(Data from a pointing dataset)

******

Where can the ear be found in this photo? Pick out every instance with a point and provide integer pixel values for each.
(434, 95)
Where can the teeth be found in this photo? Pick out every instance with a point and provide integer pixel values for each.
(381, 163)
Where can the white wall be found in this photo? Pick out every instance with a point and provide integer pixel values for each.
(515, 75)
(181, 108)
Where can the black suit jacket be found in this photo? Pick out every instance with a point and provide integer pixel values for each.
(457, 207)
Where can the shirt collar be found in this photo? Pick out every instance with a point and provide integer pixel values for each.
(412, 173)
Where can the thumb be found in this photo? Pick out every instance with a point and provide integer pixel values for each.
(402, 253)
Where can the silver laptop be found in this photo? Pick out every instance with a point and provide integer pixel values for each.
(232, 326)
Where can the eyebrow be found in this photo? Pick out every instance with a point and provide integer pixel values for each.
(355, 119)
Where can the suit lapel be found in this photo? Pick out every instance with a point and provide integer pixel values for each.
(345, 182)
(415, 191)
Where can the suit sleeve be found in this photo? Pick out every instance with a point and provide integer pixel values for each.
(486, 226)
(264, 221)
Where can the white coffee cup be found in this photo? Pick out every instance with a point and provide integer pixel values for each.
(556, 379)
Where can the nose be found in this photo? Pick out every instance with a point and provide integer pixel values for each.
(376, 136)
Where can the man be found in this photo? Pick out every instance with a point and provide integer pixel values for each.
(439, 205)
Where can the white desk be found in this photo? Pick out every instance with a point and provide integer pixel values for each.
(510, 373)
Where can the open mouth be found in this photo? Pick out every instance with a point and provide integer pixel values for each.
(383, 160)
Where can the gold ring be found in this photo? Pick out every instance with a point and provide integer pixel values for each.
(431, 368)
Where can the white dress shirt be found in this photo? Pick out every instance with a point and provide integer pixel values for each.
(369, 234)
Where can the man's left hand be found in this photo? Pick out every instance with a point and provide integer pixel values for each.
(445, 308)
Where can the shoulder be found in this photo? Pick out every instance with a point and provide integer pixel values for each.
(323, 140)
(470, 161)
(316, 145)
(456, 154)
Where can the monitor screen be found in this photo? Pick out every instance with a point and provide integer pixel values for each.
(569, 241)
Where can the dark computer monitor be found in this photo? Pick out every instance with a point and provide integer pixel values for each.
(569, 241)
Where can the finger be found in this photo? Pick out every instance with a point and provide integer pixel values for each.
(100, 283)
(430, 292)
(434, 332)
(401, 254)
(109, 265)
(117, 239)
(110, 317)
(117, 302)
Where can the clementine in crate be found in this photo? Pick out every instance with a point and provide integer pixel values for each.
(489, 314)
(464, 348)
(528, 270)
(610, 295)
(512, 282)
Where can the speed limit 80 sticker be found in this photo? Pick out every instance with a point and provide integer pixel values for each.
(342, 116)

******

Objective – Arrange the lines of the data as a JSON list of strings, one string per line, omitting any blank lines. Begin at the line that contains "Where can the clementine" and continue through the final line of the data, including both.

Solution to this exercise –
[
  "Where can the clementine in crate be found in this photo? Pick out every instance with a point and provide integer pixel values for each.",
  "(489, 314)",
  "(464, 348)",
  "(528, 270)",
  "(610, 295)",
  "(512, 282)",
  "Where can the speed limit 80 sticker be found in this photo? Pick out every instance with a point and provide integer pixel values for each.",
  "(342, 116)"
]